» **Task to carry out**: Copy the data below line for line, without changing a single character. Leave the picture out of your copy.

☆ ☆ ☆ ☆ ☆

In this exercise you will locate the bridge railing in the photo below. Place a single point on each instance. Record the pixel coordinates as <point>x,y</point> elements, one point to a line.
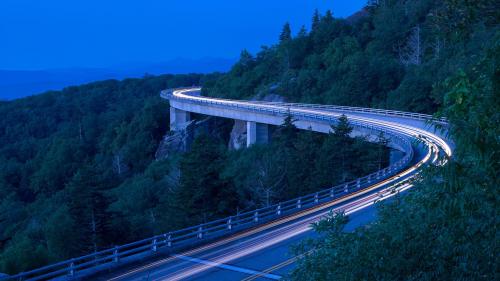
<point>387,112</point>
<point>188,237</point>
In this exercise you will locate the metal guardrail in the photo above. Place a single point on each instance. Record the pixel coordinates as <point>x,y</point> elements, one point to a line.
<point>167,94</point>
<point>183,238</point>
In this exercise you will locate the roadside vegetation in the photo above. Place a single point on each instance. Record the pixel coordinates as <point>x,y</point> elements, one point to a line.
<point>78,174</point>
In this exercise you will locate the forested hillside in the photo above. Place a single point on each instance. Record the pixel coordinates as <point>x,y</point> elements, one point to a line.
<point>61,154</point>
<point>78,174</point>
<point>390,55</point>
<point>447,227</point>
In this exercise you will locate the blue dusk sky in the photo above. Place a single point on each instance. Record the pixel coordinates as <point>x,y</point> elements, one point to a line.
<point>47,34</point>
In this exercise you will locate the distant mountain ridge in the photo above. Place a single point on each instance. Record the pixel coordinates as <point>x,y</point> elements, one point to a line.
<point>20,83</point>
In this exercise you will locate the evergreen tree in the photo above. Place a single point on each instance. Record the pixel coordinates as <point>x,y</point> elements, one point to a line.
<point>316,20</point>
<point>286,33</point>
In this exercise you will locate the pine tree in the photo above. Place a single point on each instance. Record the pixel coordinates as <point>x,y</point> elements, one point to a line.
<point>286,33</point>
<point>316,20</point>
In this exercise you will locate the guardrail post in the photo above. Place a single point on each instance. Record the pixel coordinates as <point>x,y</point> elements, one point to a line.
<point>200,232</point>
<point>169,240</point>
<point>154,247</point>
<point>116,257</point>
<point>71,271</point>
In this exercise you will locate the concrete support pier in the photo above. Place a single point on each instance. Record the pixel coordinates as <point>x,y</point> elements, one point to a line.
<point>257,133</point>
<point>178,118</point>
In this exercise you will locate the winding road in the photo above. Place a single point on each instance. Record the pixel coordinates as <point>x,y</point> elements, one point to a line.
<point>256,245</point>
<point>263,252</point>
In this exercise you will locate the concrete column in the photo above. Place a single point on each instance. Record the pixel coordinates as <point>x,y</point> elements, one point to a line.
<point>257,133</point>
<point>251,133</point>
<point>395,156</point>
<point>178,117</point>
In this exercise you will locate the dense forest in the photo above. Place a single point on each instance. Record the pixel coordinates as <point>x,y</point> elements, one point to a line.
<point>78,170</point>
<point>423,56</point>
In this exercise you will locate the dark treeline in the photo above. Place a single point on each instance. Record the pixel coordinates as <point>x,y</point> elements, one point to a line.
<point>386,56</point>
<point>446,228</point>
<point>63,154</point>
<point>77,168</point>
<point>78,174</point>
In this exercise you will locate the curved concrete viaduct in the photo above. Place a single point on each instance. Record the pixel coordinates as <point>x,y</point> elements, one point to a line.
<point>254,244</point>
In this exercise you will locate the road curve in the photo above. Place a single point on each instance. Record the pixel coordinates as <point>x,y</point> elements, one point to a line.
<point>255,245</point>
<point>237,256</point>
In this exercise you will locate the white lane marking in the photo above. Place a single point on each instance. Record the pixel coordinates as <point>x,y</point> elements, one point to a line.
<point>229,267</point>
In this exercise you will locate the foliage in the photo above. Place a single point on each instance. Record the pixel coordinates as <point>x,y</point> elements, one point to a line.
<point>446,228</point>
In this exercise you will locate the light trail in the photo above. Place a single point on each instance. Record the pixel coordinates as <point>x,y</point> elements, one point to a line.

☆ ☆ ☆ ☆ ☆

» **Answer to the problem**:
In this exercise you will locate the bridge railing in the photo below. Place a single point on each instance. Record the pixel coordinates as <point>x,y</point> elements, one point to a line.
<point>387,112</point>
<point>188,237</point>
In this exercise you will locate the metal guardrail in the photo above. Place a single point on each instance. Record the pixel coordinates as <point>x,y</point> elements, one point to a line.
<point>167,94</point>
<point>183,238</point>
In this exercise you will locate the roadside vegetation in the photo above. Place a single point on each instance. Record the pixel coordinates as <point>x,y</point> elements, one point to a line.
<point>78,174</point>
In this exercise you will locate the forested hillside in the photo above. Place a single point on each instance. Record the pixel coordinates as <point>x,y</point> elements, one point to a line.
<point>61,154</point>
<point>78,174</point>
<point>390,55</point>
<point>447,227</point>
In this exercise you will locate the blue dusk sky in the photo above. Place a single point on each instance. Record the pixel coordinates as <point>x,y</point> elements, one point to a line.
<point>47,34</point>
In this exercise you will locate the distant mountain ridge in the photo above. Place a single point on each instance. Record the pixel coordinates as <point>x,y</point> elements, one point to a line.
<point>20,83</point>
In this exercise you will locate the evergreen tree in the photo above. Place a single point on each instance. Record the pixel coordinates as <point>x,y</point> elements, one point to a line.
<point>316,20</point>
<point>286,33</point>
In this exercise you will locate the pine tree in the photo above. Place a single point on each instance. Record the pixel coordinates as <point>x,y</point> elements, one point to a line.
<point>286,33</point>
<point>316,20</point>
In this exercise you will locate the guardrail post in the photo above. Place a single point on each instance. Record the pixel coordinates as <point>x,y</point> elements, one point to a line.
<point>200,232</point>
<point>169,240</point>
<point>154,247</point>
<point>116,257</point>
<point>71,271</point>
In this exercise you will locate the concrete support pier in the photo above. Place a single point on each instance. Record the pixel coordinates as <point>x,y</point> elements, one point to a line.
<point>257,133</point>
<point>178,118</point>
In this exercise you will locate the winding road in the photo above. Place a single point on each instance. Record the pixel coordinates as <point>x,y</point> elements, one point to a line.
<point>256,245</point>
<point>263,252</point>
In this exercise you will locate the concrete column in the photo above. Place a single point on each instance. Record the pixel coordinates as <point>x,y</point> elements, one point to a line.
<point>257,133</point>
<point>251,133</point>
<point>395,156</point>
<point>178,117</point>
In this exercise you will locate the dense forest in the photo above. Place a single point on each instance. Record the pixel coordinates as <point>x,y</point> elements, one point to a line.
<point>78,170</point>
<point>423,56</point>
In this exercise you will locate the dark treeline in the photo above. Place a single point on each instance. Record the pixel coordinates as <point>x,y</point> elements, one point to a line.
<point>386,56</point>
<point>446,228</point>
<point>63,154</point>
<point>77,168</point>
<point>78,174</point>
In this exercise you will locate the curved concrete viaduct in the photo above. Place a single point on each instance. Record the pixel coordinates as <point>x,y</point> elements, one point to a line.
<point>254,244</point>
In this exercise you will locate the road curve in the photo above. Place a single point on each instance. Record the pixel coordinates as <point>x,y</point> elements, one point to a line.
<point>255,245</point>
<point>237,256</point>
In this exercise you will locate the white lane marking in the photo above. Place a single point on each instance. Record the pixel coordinates as <point>x,y</point> elements, one point to a line.
<point>229,267</point>
In this exercise you will locate the foliage in the photo above. Place a single point on each instance. Record the pixel coordinates as <point>x,y</point> elements, one point to a line.
<point>446,228</point>
In this exercise you will locate the light trail in the photo above. Place a single point on each instance. Record the pixel coordinates as <point>x,y</point> elements, one point to a line.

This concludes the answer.